После столь радикального решения министра все 42 прибора были сняты с «борта» за 40 минут и через три часа упакованы и отправлены к самолету.
Когда расходились, ко мне подошел Самохин. Он был в полной форме генерал-полковника и при орденских планках.
– Для надежности я сам с вами полечу, чтобы в Харькове по вине авиации не было никаких задержек.
Вылетели рано утром 12 сентября, рассчитав прибыть на завод к самому началу рабочего дня.
После взлета первым среди всех невыспавшихся очухался Иосифьян:
– Вы мне скажите, зачем летим? Два члена-корреспондента Академии наук СССР, главный конструктор Куйбышева, я – вице-президент армянской Академии наук, Михаил Иванович Самохин – генерал-полковник, Герой Советского Союза, бросив стоящую на старте громаду высотой сто метров, гоним самолет за тысячи километров только потому, что кто-то увидел зеленые пятнышки на обмоточном проводе трансформатора. Допустим, что это в самом деле плесень от сырости или черт его знает от чего. Ну и что? Какого года изготовления тарансформатор?
– Машина изготовлена в 1971 году, а трансформатор – в 1970-м, – ответил Присс.
– Вот, теперь мы везем эти несчастные трансформаторы в Харьков, там их проверят на соответствие документации и всем техническим условиям. Я не сомневаюсь, что все будет в порядке. Что мы дальше будем делать?
– Дальше, – предположил я, – мы потребуем анализа этой «зелени» и заключения о допуске приборов к полету в сторону Луны.
– На месте директора завода, к которому мы летим, – возразил Иосифьян, – я бы дал каждому по стакану коньяка и отправил в полет обратно, в сторону Тюратама. Кстати, Михаил Иванович, а сейчас ты не можешь нас угостить?
– Я бы с удовольствием, – ответил Самохин, – но имею категорическое указание следить за вашим политико-моральным состоянием. Так что терпите до обратного рейса.
В Харькове на аэродроме нас уже ждали машины. Встречавший нас заместитель директора завода, прежде чем проводить нас в кабинет директора, провел по цехам массового производства новых цветных телевизоров.

_Выборка данных:_

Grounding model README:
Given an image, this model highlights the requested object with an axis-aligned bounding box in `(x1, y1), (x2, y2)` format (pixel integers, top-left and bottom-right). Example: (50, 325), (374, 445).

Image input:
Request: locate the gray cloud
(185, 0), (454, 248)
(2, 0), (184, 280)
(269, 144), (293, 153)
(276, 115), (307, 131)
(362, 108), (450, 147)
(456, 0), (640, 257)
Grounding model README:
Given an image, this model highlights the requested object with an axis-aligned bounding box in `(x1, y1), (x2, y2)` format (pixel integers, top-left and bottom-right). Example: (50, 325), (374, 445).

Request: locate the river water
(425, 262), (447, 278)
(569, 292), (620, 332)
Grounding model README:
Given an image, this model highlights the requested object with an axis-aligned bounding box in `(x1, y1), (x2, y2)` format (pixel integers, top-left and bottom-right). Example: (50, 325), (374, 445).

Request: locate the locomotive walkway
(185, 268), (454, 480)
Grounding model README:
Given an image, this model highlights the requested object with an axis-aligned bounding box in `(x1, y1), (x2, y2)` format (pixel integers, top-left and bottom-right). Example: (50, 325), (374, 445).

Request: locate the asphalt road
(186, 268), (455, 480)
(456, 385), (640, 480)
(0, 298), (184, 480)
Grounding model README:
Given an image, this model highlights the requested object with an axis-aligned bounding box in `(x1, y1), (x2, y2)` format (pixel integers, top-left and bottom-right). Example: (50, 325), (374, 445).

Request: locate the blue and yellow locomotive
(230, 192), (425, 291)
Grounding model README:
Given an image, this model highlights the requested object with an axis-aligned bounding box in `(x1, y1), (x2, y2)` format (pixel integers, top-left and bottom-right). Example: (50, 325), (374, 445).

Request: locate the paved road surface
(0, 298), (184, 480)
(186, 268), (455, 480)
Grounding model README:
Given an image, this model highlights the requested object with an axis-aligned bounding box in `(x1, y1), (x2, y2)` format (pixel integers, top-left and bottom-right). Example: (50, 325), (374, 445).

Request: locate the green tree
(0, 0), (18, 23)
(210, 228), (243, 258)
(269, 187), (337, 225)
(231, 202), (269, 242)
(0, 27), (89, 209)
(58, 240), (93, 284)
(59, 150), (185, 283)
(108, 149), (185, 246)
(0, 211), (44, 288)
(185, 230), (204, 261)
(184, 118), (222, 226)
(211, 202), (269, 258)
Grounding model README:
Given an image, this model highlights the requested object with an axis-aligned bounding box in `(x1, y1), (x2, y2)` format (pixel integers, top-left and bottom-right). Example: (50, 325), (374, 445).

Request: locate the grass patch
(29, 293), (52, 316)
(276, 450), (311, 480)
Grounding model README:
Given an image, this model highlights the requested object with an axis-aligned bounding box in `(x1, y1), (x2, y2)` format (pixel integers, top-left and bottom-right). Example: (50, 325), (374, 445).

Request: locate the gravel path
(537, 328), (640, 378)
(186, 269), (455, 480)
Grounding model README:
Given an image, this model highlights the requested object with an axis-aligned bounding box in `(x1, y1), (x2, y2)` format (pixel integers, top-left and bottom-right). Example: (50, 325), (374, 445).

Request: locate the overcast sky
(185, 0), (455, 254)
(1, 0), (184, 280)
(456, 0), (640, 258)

_Задания:_
A. Перепечатайте из отрывка о полёте в Харьков фрагмент от слов «После столь радикального» до слов «было никаких задержек.» включительно.
B. В каком году был изготовлен трансформатор, судя по отрывку о полёте в Харьков?
C. Напишите продолжение отрывка о полёте в Харьков, начиная после его последнего предложения.

_Ответы:_
A.
После столь радикального решения министра все 42 прибора были сняты с «борта» за 40 минут и через три часа упакованы и отправлены к самолету.
Когда расходились, ко мне подошел Самохин. Он был в полной форме генерал-полковника и при орденских планках.
– Для надежности я сам с вами полечу, чтобы в Харькове по вине авиации не было никаких задержек.

B. В 1970 году.

C.
В конце длинного конвейера начинались обширные складские помещения, сплошь заставленные готовыми телевизорами. На глаз их тут были многие сотни.
– Что же вы их не продаете? – спросил я. – Даже в Москве за вашими телевизорами очередь, а здесь от пола до потолка все забито.
– Вы не поверите, – ответил заместитель директора, – мы вынуждены остановить конвейер потому, что нам не дают вагонов.
– Каких вагонов?
– Обычных товарных для погрузки и отправки телевизоров. Мы уже каждому железнодорожнику по телевизору подарили, а вагонов все равно не хватает. Нам спущен план по телевизорам без учета возможностей железной дороги.
После короткого заседания у директора мы разошлись по производственным цехам и лабораториям.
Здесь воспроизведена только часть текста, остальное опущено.